#### Exercise material ####

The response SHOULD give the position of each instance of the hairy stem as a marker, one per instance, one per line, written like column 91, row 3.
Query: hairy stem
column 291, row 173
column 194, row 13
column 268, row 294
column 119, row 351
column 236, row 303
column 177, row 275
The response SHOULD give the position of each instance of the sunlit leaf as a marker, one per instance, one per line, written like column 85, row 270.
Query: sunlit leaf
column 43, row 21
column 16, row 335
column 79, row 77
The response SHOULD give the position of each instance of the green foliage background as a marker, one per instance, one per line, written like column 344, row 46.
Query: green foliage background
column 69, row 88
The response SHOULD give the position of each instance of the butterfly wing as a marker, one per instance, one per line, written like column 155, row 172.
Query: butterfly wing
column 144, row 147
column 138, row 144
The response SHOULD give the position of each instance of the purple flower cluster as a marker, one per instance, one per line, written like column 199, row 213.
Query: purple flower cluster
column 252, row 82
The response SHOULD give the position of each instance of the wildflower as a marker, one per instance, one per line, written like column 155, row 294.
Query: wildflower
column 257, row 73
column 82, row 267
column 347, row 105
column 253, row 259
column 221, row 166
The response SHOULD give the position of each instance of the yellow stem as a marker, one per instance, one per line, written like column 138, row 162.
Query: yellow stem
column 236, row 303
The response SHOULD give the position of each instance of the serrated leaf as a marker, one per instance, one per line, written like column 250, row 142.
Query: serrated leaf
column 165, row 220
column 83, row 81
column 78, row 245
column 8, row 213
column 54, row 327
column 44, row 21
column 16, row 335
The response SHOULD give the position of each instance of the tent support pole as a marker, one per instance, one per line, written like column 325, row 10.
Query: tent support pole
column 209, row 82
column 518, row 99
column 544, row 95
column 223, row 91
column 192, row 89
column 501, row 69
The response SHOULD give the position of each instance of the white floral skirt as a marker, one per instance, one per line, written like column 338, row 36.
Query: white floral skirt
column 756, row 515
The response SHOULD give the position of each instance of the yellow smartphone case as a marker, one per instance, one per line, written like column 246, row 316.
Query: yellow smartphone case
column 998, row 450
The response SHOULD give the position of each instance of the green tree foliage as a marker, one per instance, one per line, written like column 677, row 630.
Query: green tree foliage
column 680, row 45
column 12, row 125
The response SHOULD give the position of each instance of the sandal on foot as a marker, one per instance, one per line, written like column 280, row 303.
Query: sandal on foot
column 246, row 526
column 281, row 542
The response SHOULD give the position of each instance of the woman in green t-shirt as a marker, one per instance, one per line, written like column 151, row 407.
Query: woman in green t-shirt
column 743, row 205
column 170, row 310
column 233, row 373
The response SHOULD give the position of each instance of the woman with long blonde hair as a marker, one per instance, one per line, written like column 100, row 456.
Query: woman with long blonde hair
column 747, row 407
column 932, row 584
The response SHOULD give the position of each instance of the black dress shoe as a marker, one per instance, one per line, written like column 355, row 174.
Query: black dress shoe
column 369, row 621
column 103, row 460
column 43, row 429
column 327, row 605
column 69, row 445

####

[Your goal]
Please reproduce every line shown above, exactly as written.

[Your solution]
The response SHOULD give the position of each instance of the hairy stem as a marker, one per instance, one per line, written like column 91, row 3.
Query: hairy stem
column 291, row 173
column 194, row 13
column 268, row 294
column 119, row 351
column 236, row 303
column 177, row 275
The response SHOULD give the position of each instance of the sunlit leaf as a marker, one per instance, one per line, written like column 85, row 270.
Query: sunlit leaf
column 43, row 21
column 16, row 335
column 79, row 77
The response SHOULD give the position of each instance of the green foliage background as a marker, one per instance, one per line, written like column 344, row 46.
Query: green foliage background
column 69, row 88
The response SHOULD give the position of each instance of the butterfly wing as a marker, one per instance, one per line, written like column 155, row 172.
Query: butterfly wing
column 144, row 147
column 138, row 144
The response SHOULD give the position of each instance of the purple flower cluster as a marker, one per instance, one per line, written like column 199, row 213.
Query: purple flower cluster
column 252, row 82
The response SHOULD give the position of each instance of the wildflower as a marker, one per instance, one per line, written like column 155, row 294.
Query: wildflower
column 257, row 73
column 82, row 267
column 347, row 105
column 253, row 259
column 221, row 166
The response SHOULD give the position of each instance of the yellow stem as a marker, one per instance, one per line, written like column 138, row 162.
Query: yellow stem
column 236, row 303
The response SHOULD give the position of each instance of the serrated leaf as a marker, one per instance, one per line, written like column 250, row 142.
Query: serrated leaf
column 165, row 220
column 83, row 81
column 78, row 245
column 8, row 213
column 54, row 327
column 44, row 21
column 16, row 335
The response SHOULD give the position of each instance of the tent support pole as a marker, one per instance, one per line, written like column 325, row 10.
Query: tent support pole
column 209, row 82
column 518, row 99
column 544, row 95
column 223, row 91
column 192, row 89
column 501, row 69
The response SHOULD give the position of each instance of the white floral skirt as a marker, one per instance, one per line, written like column 338, row 36.
Query: white floral skirt
column 756, row 515
The response SHOULD give the position of each instance of the yellow smartphone case as a marker, one per instance, one per line, written like column 246, row 316.
Query: yellow smartphone case
column 998, row 450
The response SHOULD give the position of each instance of the green tree foliage as a marker, one per instance, one per line, written like column 677, row 630.
Query: green tree foliage
column 680, row 45
column 12, row 125
The response SHOULD give the position of each instance of the sandal on foot as a marker, one per instance, one per line, written like column 280, row 303.
Query: sandal on foot
column 246, row 526
column 281, row 542
The response SHOULD give the position of each instance of the woman in green t-shirt as a marker, one per instance, one per line, written like column 151, row 407.
Query: woman in green t-shirt
column 743, row 205
column 170, row 310
column 233, row 373
The response SHOULD give the position of each instance of the woman with long blonde hair as a marker, one per instance, one per line, written like column 100, row 456.
Query: woman with long blonde hair
column 747, row 407
column 932, row 584
The response SHOULD give the position of each instance of the black dress shoe as a marker, one per instance, one per line, written like column 355, row 174.
Query: black dress shoe
column 369, row 621
column 103, row 460
column 43, row 429
column 327, row 605
column 69, row 445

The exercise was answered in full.